Requirement => Render every line of the records below as a Markdown table with the columns "Row" and "Line," numbering the rows in order and skipping blank lines. Omit the pictures.

Record set =>
---+---

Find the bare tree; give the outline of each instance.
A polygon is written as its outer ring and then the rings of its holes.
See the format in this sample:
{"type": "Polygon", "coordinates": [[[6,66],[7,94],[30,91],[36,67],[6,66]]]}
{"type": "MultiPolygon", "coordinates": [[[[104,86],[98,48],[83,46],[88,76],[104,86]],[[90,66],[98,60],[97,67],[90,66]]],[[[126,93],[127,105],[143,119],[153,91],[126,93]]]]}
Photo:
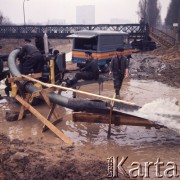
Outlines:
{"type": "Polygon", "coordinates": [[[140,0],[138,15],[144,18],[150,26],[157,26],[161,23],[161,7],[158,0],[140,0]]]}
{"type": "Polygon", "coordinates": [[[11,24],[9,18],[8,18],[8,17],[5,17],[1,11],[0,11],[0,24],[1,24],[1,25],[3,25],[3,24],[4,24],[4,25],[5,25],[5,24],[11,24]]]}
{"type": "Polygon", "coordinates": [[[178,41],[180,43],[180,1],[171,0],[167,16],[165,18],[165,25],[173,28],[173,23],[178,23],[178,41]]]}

---+---

Answer to this problem =>
| Row | Line |
|---|---|
| 1 | Find the bare tree; give the outline of each instance. |
| 2 | A polygon is written as its outer ring and then the rings of its holes. |
| 3 | See the format in this sample: |
| 4 | {"type": "Polygon", "coordinates": [[[6,66],[7,94],[30,91],[36,67],[6,66]]]} |
| 5 | {"type": "MultiPolygon", "coordinates": [[[[104,86],[98,48],[83,46],[88,76],[104,86]],[[90,66],[98,60],[97,67],[90,66]]],[[[126,93],[127,105],[143,119],[153,91],[126,93]]]]} |
| 6 | Photo: |
| 7 | Outlines: |
| 8 | {"type": "Polygon", "coordinates": [[[140,0],[138,15],[144,18],[150,26],[157,26],[161,23],[161,7],[158,0],[140,0]]]} |
| 9 | {"type": "Polygon", "coordinates": [[[11,24],[9,18],[8,18],[8,17],[5,17],[1,11],[0,11],[0,24],[1,24],[1,25],[3,25],[3,24],[4,24],[4,25],[5,25],[5,24],[11,24]]]} |
| 10 | {"type": "Polygon", "coordinates": [[[178,41],[180,43],[180,1],[171,0],[167,16],[165,18],[165,25],[173,28],[173,23],[178,23],[178,41]]]} |